Records>

>> START

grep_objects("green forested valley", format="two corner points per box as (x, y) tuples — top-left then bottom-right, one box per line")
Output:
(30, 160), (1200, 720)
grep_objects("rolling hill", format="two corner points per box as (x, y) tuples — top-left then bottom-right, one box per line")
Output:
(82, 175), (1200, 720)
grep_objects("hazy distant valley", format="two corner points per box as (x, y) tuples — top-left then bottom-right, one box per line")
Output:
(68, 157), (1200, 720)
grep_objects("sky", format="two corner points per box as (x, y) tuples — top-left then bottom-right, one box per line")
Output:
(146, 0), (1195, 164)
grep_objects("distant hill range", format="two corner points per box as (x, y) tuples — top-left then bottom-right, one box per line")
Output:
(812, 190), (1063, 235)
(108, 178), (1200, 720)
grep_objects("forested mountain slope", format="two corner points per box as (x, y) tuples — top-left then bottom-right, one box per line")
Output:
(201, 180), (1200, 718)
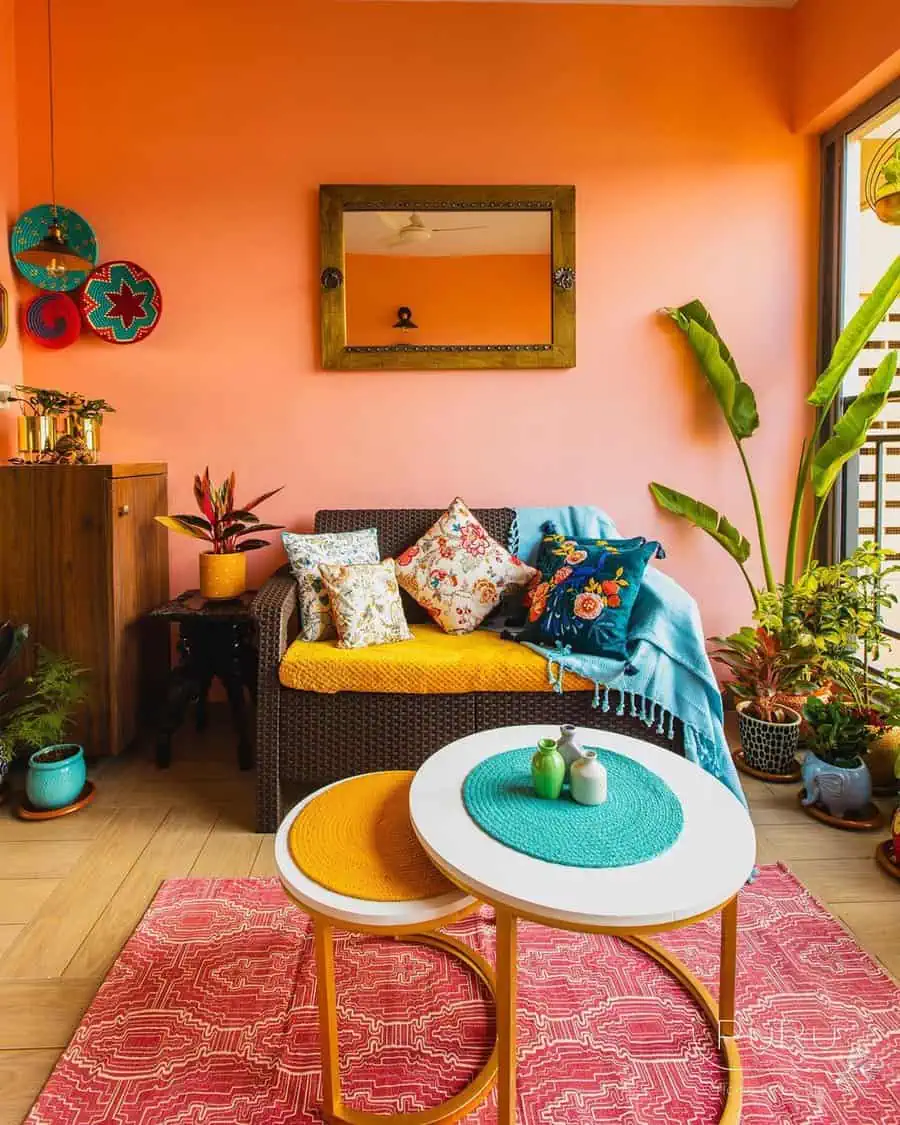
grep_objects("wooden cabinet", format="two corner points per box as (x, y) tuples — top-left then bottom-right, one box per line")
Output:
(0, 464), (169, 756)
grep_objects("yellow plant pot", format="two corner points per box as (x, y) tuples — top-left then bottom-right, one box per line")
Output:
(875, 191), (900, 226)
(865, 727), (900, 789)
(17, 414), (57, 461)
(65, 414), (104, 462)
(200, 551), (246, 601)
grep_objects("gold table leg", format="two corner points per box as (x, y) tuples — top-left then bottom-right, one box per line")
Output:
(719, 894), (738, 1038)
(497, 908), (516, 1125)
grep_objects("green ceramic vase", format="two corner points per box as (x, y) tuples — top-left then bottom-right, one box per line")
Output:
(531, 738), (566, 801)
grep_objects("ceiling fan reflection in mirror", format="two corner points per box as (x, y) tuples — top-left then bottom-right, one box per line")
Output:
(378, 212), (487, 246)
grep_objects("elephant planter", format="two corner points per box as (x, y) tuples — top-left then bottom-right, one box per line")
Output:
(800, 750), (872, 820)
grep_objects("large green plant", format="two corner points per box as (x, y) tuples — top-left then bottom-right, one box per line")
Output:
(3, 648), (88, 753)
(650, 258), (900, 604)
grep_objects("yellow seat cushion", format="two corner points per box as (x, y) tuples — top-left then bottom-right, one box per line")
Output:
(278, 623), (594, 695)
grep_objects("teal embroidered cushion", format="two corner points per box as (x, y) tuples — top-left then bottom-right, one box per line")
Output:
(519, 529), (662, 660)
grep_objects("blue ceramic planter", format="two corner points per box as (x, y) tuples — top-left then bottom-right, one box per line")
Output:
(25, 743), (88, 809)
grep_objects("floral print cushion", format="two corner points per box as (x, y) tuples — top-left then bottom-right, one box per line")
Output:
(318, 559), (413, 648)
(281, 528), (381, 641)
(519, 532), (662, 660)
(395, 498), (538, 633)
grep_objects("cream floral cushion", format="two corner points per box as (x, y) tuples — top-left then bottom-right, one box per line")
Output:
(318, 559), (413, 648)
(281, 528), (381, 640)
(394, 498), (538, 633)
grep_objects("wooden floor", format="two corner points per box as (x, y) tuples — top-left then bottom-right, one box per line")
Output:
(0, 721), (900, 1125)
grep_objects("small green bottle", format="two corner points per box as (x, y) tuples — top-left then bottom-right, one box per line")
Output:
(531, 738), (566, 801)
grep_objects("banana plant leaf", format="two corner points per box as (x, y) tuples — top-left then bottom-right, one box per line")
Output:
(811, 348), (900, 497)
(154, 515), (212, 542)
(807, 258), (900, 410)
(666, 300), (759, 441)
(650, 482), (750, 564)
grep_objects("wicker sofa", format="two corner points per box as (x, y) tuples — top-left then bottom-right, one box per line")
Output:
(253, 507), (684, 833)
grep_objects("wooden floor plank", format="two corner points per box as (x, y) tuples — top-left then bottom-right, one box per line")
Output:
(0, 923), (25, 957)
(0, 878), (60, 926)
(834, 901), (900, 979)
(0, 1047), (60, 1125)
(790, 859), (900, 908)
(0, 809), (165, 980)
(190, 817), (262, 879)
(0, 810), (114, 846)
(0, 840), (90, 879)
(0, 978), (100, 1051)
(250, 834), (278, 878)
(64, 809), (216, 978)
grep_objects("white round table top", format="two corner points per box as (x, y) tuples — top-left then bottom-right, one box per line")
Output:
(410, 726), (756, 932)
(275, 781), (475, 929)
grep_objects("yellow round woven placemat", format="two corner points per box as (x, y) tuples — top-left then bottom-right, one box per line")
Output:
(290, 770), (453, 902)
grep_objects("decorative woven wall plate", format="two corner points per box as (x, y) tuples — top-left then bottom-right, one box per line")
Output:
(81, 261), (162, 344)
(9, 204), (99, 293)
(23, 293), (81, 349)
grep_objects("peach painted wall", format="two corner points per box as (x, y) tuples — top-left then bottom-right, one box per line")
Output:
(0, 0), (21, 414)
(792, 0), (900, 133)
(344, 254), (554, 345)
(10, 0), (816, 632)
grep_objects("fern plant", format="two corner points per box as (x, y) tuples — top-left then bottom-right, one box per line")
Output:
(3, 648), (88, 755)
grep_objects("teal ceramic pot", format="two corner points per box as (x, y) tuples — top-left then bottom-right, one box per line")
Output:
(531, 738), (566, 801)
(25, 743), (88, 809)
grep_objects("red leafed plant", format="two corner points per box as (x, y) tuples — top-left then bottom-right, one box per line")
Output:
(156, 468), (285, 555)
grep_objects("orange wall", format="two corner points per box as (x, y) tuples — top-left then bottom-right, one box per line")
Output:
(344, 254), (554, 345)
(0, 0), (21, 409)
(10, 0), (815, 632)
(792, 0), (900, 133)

>> END
>> START

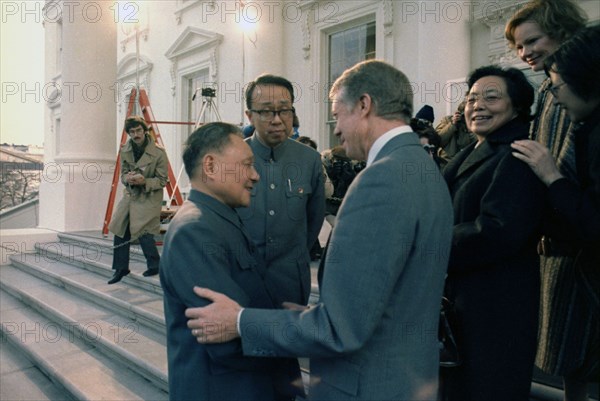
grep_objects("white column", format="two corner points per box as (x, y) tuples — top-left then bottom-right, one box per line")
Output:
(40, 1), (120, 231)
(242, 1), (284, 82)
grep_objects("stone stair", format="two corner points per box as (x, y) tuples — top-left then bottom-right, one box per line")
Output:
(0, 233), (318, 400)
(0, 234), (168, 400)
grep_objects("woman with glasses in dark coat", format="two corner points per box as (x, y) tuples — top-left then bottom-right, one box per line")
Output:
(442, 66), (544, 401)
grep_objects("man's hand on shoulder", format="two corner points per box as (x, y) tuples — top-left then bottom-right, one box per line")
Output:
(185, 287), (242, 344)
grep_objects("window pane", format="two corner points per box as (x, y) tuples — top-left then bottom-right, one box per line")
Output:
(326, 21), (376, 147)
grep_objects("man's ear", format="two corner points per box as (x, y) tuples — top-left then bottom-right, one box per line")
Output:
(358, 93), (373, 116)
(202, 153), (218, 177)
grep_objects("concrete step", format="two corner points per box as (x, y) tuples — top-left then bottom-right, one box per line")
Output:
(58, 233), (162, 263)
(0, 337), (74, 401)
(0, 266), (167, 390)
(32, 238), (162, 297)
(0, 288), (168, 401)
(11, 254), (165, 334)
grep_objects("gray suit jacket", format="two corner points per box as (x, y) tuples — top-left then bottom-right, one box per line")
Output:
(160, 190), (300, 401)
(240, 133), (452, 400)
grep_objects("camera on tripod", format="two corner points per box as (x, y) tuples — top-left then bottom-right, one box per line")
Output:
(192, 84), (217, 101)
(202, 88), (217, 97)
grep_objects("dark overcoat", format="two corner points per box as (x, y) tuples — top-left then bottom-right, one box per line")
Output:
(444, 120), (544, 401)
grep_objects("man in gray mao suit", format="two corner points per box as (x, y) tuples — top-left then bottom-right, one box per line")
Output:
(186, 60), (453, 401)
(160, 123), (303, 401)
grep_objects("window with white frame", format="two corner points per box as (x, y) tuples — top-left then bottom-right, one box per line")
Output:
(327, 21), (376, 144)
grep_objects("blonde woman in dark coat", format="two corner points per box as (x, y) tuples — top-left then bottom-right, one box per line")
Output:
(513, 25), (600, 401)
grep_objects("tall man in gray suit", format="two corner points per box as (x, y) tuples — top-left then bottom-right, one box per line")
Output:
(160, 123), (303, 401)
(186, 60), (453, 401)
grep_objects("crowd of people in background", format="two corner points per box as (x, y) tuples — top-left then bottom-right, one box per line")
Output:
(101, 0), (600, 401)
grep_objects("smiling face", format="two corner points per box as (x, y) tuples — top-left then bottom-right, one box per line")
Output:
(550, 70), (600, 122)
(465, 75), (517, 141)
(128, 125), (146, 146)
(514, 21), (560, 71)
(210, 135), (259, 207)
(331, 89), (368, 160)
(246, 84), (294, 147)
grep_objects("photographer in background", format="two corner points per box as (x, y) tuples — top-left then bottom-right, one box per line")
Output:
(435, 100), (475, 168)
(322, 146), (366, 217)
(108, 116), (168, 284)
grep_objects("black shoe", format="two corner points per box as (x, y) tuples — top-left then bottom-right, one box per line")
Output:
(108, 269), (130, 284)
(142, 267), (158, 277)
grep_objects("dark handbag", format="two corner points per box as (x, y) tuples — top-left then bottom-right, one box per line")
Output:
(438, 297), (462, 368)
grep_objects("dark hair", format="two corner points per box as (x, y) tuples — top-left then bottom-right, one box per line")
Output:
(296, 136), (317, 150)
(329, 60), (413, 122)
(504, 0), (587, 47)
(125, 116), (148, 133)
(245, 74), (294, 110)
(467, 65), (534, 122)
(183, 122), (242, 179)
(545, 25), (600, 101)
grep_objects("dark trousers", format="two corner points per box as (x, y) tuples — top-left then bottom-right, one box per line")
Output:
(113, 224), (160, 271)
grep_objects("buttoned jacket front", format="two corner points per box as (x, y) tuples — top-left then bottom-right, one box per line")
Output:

>> END
>> START

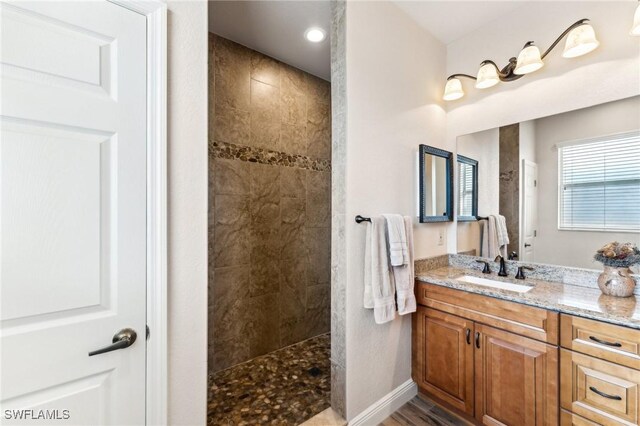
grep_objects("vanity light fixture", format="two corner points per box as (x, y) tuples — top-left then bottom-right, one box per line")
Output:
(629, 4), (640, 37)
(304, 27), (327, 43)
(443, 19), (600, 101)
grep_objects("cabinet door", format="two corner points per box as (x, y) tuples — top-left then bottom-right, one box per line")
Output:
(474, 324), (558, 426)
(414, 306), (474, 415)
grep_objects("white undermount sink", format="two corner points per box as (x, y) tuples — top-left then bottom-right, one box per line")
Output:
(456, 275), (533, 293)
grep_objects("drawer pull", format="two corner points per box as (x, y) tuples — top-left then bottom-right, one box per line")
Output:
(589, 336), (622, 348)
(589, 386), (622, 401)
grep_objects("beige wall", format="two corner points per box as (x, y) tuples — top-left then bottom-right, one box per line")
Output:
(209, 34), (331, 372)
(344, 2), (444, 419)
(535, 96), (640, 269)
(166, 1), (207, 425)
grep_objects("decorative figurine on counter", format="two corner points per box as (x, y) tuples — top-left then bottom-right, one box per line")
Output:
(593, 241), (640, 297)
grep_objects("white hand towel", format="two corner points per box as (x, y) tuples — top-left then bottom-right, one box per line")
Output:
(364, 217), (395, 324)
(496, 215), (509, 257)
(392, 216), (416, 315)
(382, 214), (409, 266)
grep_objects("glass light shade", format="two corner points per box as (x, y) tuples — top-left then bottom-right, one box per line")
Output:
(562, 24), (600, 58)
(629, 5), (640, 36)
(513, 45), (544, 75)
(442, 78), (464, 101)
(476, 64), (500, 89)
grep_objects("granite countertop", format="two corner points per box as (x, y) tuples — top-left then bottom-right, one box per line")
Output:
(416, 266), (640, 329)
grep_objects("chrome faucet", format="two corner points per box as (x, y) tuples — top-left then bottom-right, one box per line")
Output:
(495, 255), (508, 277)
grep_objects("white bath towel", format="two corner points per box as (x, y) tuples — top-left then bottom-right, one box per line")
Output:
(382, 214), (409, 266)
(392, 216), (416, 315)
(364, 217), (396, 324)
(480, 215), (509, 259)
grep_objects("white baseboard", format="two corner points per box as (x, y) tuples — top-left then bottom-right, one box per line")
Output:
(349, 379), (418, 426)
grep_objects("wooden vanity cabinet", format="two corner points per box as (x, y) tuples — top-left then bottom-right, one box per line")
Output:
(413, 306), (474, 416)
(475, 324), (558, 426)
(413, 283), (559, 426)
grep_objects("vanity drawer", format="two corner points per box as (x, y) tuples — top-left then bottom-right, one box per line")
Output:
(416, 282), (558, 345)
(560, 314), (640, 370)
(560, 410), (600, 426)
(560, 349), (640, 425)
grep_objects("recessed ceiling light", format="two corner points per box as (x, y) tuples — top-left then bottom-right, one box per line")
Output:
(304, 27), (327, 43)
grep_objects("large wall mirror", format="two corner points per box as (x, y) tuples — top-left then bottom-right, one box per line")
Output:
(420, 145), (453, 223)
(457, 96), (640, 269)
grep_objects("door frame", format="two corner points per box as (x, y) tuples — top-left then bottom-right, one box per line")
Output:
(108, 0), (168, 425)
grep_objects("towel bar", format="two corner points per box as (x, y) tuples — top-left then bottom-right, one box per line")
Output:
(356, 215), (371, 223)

>> END

TASK DESCRIPTION> Gather every line of the listing above that contains the word "mirror", copying each one in full.

RESULT OF THE EXERCISE>
grep_objects("ceiling fan reflection in mirror", format="two corner points per box as (x, y) tuples — top-left then bottom-right, one box per line")
grep_objects("large wall mirror", format="two corner points per box as (x, y) tuples — top-left then bottom-right, one box per line")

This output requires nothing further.